Los conjuros no son perfectos. Ayer en la noche busqué en mi desordenada biblioteca un libro biográfico sobre Gabriel García Márquez. Algo íntimo, abrí algunas páginas al azar, revisé fotografías de ayer, anteayer, del presente más presente, del pasado, pasado, y de lo que se podría proyectar hacia el futuro. Vi de reojo en los estantes los clásicos que escribió y que le inmortalizaron, uno de los libros más emblemáticos de mi generación, la novela que irrumpió a finales de los sesenta con su propia lámpara convirtiendo el hielo en fuego literario. No toqué una sola página, dejé que la novela se sostuviera a sí misma con su propia imaginación en las viejas tablas sobresalientes de la pared. Otros tomos quizás querían conspirar y me miraban ansiosos para que los recogiera y revisitara. Creo que les guiñé un ojo.

**Lo que se solicita:**
a - Conteste brevemente, según el texto sobre García Márquez:
(i) ¿Qué adjetivo describe la biblioteca?
(ii) ¿Qué clase de libro se buscó en ella?
(iii) ¿En qué momento irrumpió la novela emblemática que se menciona?
b - Reescriba en forma de lista el párrafo del texto sobre García Márquez que empieza por «Los conjuros no son perfectos» y conserve sus hechos principales.
c - Continúe el texto sobre García Márquez a partir de su última oración.
Las filas provienen de una fuente distinta del texto sobre García Márquez.

**Filas extraídas:**

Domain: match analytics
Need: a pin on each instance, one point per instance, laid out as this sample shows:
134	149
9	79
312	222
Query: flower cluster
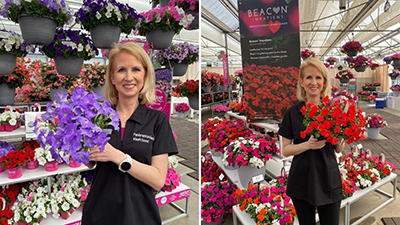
217	199
235	106
223	134
306	53
394	56
349	95
375	121
209	79
93	75
344	74
164	74
340	118
395	87
220	108
354	46
359	61
269	205
70	43
188	88
269	91
178	53
331	59
181	107
75	124
253	150
15	159
10	116
56	9
394	75
165	18
16	78
209	125
209	169
14	43
95	12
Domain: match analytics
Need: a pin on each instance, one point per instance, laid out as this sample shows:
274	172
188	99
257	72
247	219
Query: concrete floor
387	143
186	149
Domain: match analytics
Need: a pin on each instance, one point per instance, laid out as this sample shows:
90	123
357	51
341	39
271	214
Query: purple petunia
75	124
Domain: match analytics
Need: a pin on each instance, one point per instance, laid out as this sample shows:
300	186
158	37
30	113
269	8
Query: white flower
28	219
80	47
98	15
65	206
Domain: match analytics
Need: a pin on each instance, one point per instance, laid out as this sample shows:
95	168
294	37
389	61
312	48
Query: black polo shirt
314	175
118	198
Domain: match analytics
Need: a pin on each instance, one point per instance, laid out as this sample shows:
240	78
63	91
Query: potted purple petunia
73	124
106	19
344	76
160	24
178	56
69	49
34	16
351	48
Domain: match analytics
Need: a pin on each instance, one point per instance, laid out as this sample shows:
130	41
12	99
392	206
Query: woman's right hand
313	143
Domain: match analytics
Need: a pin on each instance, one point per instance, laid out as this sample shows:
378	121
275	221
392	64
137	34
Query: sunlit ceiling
324	28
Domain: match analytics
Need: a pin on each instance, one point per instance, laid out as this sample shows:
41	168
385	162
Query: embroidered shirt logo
142	137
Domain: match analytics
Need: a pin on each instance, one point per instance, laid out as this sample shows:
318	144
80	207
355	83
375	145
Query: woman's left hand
109	154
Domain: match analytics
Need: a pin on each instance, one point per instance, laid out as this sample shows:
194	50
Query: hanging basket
179	68
7	63
344	80
195	23
68	66
396	62
194	102
159	39
351	53
360	69
37	30
7	95
105	35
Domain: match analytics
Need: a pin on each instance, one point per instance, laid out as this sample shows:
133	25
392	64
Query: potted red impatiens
351	48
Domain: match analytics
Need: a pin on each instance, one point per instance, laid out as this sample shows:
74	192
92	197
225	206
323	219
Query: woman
314	177
135	159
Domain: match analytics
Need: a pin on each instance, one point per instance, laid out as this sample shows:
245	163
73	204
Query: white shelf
232	174
74	219
38	173
18	133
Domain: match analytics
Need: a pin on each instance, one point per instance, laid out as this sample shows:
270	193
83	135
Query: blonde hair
147	94
301	93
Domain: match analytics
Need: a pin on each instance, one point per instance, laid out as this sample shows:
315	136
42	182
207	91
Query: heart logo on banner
274	26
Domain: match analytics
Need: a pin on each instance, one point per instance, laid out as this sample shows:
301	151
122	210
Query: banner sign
225	68
270	43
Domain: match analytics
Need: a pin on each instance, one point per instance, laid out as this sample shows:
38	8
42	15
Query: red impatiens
269	91
331	120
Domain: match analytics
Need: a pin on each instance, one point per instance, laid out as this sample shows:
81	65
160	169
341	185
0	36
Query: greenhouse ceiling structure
325	26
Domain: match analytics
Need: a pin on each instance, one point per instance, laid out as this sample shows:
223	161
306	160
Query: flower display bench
177	100
181	192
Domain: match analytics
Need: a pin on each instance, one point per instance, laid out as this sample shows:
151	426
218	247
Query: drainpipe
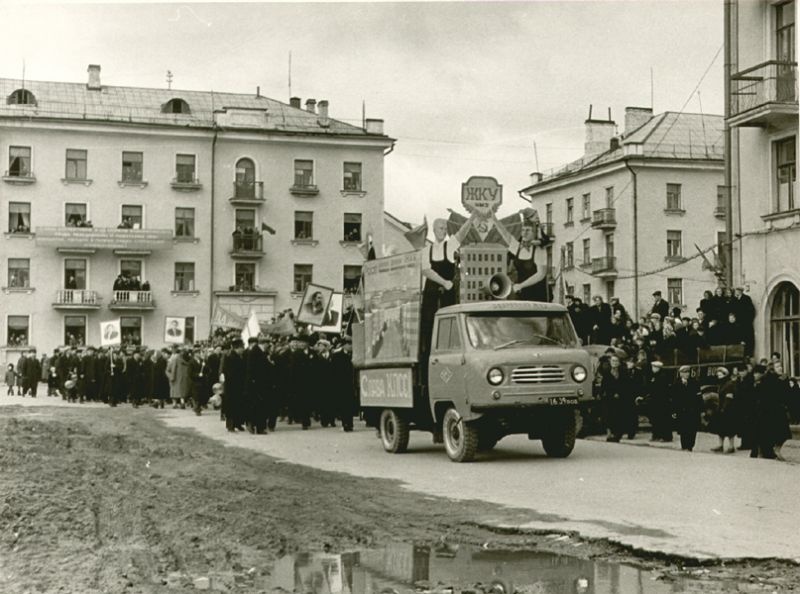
213	186
635	240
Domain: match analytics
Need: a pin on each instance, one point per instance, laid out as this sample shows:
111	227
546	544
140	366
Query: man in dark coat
688	407
660	306
233	376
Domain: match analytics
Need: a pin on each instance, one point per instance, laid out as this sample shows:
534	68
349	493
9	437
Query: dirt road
111	500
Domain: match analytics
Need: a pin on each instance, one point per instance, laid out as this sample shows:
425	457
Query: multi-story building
626	216
765	221
139	204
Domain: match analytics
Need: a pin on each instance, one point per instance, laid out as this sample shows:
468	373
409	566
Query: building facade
626	216
141	204
763	118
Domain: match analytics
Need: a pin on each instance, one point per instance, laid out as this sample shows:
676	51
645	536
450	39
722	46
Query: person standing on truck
439	271
531	282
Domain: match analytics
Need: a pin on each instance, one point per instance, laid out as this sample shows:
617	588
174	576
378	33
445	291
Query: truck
493	367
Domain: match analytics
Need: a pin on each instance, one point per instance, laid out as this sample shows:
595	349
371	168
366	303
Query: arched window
785	326
21	97
176	106
245	178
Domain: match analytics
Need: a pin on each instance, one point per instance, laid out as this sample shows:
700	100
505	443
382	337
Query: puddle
403	568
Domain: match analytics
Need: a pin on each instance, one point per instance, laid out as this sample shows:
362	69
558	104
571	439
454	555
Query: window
75	330
184	222
302	276
19	217
76	164
245	276
131	330
185	169
786	166
303	225
675	291
352	226
674	248
19	273
19	161
188	331
351	279
75	214
303	173
610	197
352	177
17	331
673	197
74	274
184	276
132	166
131	216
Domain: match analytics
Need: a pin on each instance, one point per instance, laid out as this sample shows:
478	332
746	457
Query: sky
466	88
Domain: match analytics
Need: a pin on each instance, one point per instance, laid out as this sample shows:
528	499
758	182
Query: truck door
446	366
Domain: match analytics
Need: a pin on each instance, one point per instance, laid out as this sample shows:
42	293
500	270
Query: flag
418	235
251	328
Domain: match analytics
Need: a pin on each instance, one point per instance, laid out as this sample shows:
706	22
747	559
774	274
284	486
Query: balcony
77	299
247	193
604	267
132	300
90	239
764	95
247	246
605	218
185	184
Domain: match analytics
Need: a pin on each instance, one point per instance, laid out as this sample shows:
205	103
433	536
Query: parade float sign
392	290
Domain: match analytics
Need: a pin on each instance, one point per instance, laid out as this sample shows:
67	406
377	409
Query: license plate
562	400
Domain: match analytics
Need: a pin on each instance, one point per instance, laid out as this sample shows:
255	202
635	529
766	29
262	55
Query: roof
500	306
75	101
669	135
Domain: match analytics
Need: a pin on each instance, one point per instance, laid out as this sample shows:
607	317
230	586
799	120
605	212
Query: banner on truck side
390	388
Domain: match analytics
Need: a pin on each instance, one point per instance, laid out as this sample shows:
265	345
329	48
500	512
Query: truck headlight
495	376
579	373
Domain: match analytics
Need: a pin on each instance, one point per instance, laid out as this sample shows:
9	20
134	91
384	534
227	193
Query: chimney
374	126
598	136
635	117
94	77
323	113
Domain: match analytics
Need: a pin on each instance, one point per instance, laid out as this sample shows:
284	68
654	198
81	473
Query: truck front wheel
394	432
559	440
460	437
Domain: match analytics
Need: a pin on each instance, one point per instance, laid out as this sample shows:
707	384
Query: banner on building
111	333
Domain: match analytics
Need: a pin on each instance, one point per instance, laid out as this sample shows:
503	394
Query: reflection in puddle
403	568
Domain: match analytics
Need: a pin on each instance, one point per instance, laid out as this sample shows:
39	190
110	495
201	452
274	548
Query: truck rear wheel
460	437
559	440
394	432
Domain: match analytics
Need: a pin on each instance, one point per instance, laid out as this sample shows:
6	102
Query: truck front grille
540	374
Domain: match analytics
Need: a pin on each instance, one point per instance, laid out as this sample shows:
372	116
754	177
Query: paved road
697	504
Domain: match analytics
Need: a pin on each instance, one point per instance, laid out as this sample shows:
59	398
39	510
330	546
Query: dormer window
176	106
21	97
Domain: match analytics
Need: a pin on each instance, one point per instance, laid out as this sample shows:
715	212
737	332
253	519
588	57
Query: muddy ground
110	500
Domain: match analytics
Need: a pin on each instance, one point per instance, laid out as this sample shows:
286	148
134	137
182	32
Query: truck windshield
493	330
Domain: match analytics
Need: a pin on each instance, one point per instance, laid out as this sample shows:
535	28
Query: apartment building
627	216
140	204
765	213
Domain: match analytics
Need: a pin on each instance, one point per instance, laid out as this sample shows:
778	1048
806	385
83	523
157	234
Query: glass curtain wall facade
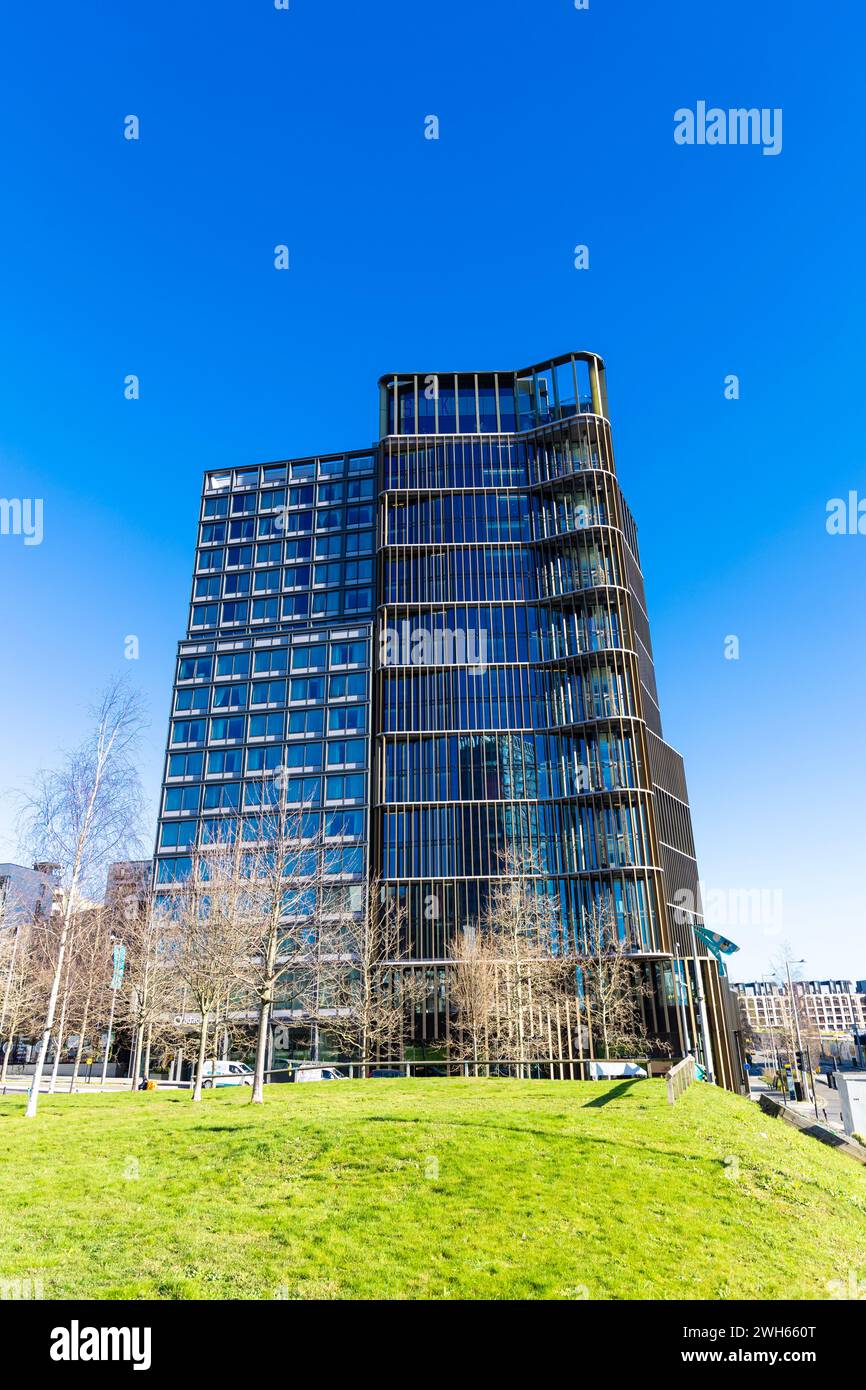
446	642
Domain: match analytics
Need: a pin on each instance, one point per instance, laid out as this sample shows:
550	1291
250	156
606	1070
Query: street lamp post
799	1041
116	983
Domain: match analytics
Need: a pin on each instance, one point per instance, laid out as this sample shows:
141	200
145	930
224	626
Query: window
225	729
345	823
230	697
193	698
303	791
348	719
210	559
178	834
328	546
238	555
188	731
298	577
306	722
174	870
328	573
348	687
348	653
327	601
268	692
273	660
309	658
185	765
237	663
345	788
359	571
223	797
359	542
182	799
195	669
225	761
267	726
330	467
303	755
312	688
268	553
205	615
330	492
263	761
298	605
344	754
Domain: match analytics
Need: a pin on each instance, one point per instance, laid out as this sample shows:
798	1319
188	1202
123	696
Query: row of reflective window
503	697
463	840
284	524
273	499
293	470
273	660
492	463
508	766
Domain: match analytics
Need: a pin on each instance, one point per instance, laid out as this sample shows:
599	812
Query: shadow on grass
609	1096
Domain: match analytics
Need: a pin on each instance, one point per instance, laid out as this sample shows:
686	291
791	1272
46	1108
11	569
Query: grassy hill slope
424	1190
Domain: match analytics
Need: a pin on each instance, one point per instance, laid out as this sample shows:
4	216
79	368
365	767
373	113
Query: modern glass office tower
445	641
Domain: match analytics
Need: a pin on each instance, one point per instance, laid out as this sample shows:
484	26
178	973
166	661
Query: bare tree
612	986
91	977
284	873
473	987
206	930
520	929
24	979
81	816
370	984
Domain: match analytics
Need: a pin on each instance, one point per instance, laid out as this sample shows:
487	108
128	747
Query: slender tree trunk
60	1037
196	1093
49	1019
262	1043
9	977
6	1057
81	1041
136	1055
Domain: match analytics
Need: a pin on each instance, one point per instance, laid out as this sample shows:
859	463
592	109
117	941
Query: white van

**Respuestas por tarea:**
a -
(i) Desordenada.
(ii) Un libro biográfico sobre Gabriel García Márquez.
(iii) A finales de los sesenta.

b -
- Ayer en la noche busqué en mi desordenada biblioteca un libro biográfico sobre Gabriel García Márquez.
- Abrí algunas páginas al azar y revisé fotografías del pasado, del presente y de lo que podría proyectarse hacia el futuro.
- Vi de reojo en los estantes los clásicos que lo inmortalizaron, entre ellos la novela emblemática de mi generación, que irrumpió a finales de los sesenta.
- No toqué esa novela y dejé que se sostuviera por sí misma en las viejas tablas de la pared.
- Otros tomos parecían pedir que los recogiera y revisitara, y creo que les guiñé un ojo.

c -
En las últimas 48 horas había leído algunos mensajes de su familia, reveladores en sí mismos, cargados de la víspera inevitable. Una de esas palabras resumía todo: frágil. En días pasados me encargué de que se le pusiera frágil a unas láminas que se enviaban a un país centroamericano para que no se dañaran. Frágil siempre va en letras rojas y es un alto, cuidado, un llamado de atención. Frágil es todo lo que se puede romper.

Esta vez la palabra no iba a tener un contenido diferente. Su hermana Aída, en Colombia, dio una alarma mayor cuando dijo que debíamos estar preparados para aceptar la voluntad de Dios. Uno quisiera que la gente fuera eterna y no muriera. Todo lo demás era realismo mágico.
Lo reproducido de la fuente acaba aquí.